EXCERPTED RECORDS -
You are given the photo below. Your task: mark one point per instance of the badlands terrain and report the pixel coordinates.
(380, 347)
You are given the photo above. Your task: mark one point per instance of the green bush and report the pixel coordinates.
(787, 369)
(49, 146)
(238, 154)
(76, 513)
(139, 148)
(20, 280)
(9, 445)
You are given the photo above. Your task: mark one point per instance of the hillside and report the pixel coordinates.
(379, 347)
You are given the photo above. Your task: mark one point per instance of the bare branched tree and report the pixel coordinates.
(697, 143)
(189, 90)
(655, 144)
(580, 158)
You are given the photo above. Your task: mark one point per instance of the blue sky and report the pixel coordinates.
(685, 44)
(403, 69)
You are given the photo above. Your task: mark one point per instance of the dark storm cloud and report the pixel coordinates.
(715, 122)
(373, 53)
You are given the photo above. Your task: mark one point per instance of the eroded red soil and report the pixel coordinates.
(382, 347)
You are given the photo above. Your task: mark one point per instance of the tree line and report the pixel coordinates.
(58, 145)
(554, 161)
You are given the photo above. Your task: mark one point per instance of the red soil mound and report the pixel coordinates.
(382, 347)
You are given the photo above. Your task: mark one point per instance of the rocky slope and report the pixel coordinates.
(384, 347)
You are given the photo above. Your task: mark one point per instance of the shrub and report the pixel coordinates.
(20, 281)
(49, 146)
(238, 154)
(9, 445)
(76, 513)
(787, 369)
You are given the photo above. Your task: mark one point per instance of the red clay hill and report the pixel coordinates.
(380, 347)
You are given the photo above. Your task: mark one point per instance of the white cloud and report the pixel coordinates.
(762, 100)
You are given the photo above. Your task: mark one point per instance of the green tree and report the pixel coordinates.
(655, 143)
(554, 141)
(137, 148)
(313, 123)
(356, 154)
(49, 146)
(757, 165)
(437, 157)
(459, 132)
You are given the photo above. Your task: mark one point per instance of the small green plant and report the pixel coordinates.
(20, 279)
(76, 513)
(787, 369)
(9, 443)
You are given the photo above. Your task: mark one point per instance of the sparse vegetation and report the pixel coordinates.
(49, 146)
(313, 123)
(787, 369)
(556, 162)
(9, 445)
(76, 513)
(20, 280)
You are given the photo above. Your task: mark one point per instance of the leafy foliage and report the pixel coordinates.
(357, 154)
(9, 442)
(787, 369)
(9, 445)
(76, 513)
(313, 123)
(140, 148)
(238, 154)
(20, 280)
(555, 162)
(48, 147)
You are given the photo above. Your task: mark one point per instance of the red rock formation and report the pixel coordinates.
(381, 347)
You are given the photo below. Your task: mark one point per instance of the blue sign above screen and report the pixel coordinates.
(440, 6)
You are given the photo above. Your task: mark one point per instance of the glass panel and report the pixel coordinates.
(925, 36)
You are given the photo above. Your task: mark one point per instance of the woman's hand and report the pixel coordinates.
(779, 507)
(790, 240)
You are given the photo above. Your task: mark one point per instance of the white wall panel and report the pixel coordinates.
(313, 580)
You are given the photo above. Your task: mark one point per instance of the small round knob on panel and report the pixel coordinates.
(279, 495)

SET TASK - Render every one of the records above as a JSON list of strings, with one string for each line and blank lines omitted.

RESULT OF THIS EXERCISE -
[
  "You are given the photo below. Your task: mark one point per instance of the badlands terrain and report the pixel coordinates.",
  "(380, 347)",
  "You are given the photo above. Your task: mark one point per instance of the green bush and report the pixel coordinates.",
  "(787, 369)",
  "(49, 146)",
  "(238, 154)",
  "(76, 513)",
  "(139, 148)",
  "(20, 280)",
  "(9, 445)",
  "You are given the photo above. Your task: mark one point per instance of the hillside and report the pixel coordinates.",
  "(379, 347)",
  "You are given the photo above. Your task: mark one point per instance of the bare branched tree and report the pixel coordinates.",
  "(697, 143)",
  "(189, 90)",
  "(655, 144)",
  "(580, 158)",
  "You are given the photo above. Your task: mark one point per instance of the blue sky and report the pixel coordinates.",
  "(685, 44)",
  "(403, 69)",
  "You are given the photo above. Your task: mark one point per instance of the dark storm cloud and report the pixel coordinates.",
  "(715, 122)",
  "(373, 53)",
  "You are given the photo above. Your task: mark one point per instance of the eroded red soil and report the pixel coordinates.",
  "(382, 347)",
  "You are given the photo above. Your task: mark one point per instance of the tree line and report the pixel coordinates.",
  "(58, 145)",
  "(554, 161)",
  "You are given the photo above. Your task: mark one point per instance of the red soil mound and report the pixel coordinates.",
  "(382, 347)",
  "You are given the photo above. Your task: mark one point per instance of the rocky slope and report the pixel coordinates.",
  "(384, 347)",
  "You are given the photo above. Your task: mark one point per instance of the shrub and report the pixel coordinates.",
  "(20, 281)",
  "(49, 146)",
  "(238, 154)",
  "(9, 445)",
  "(76, 513)",
  "(787, 369)",
  "You are given the photo above. Your task: mark one point per instance of the red clay hill and report the pixel coordinates.",
  "(380, 347)",
  "You are given the photo above. Your task: mark one point per instance of the white cloud and report the pixel coordinates.",
  "(762, 100)",
  "You are given the photo above. Your task: mark one point per instance of the green tree and report the pixel coordinates.",
  "(655, 143)",
  "(554, 141)",
  "(137, 148)",
  "(313, 123)",
  "(356, 154)",
  "(49, 146)",
  "(757, 165)",
  "(437, 157)",
  "(459, 132)",
  "You are given the photo above. Your task: mark one point per instance of the small green plant and report the pixel coordinates.",
  "(20, 279)",
  "(76, 513)",
  "(787, 369)",
  "(9, 443)",
  "You are given the photo above. Your task: mark one point per instance of the sparse vegetation and report the pixel coordinates.",
  "(49, 146)",
  "(313, 123)",
  "(787, 369)",
  "(556, 162)",
  "(9, 445)",
  "(76, 513)",
  "(20, 280)",
  "You are given the photo above. Your task: mark one point per instance of the leafy foliage and report the pixel coordinates.",
  "(357, 154)",
  "(9, 442)",
  "(787, 369)",
  "(9, 445)",
  "(76, 513)",
  "(313, 123)",
  "(140, 148)",
  "(238, 154)",
  "(20, 280)",
  "(555, 162)",
  "(48, 147)",
  "You are given the photo above. Your task: mark one point per instance of the red rock formation and report the pixel coordinates.",
  "(381, 347)",
  "You are given the photo below. Your task: mark one point per instance of the blue sign above screen and report the pixel coordinates.",
  "(440, 6)",
  "You are given the photo above. Your task: mark one point per instance of the glass panel and report the pixel coordinates.",
  "(925, 36)",
  "You are given the photo above. Your task: mark one point per instance of the woman's hand and report the pixel coordinates.",
  "(779, 507)",
  "(790, 240)",
  "You are given the photo above. Your task: mark one point per instance of the white wall panel and report the pixel coordinates.",
  "(313, 580)",
  "You are given the photo above. Your task: mark one point per instance of the small round knob on panel and report the pixel coordinates.",
  "(279, 495)"
]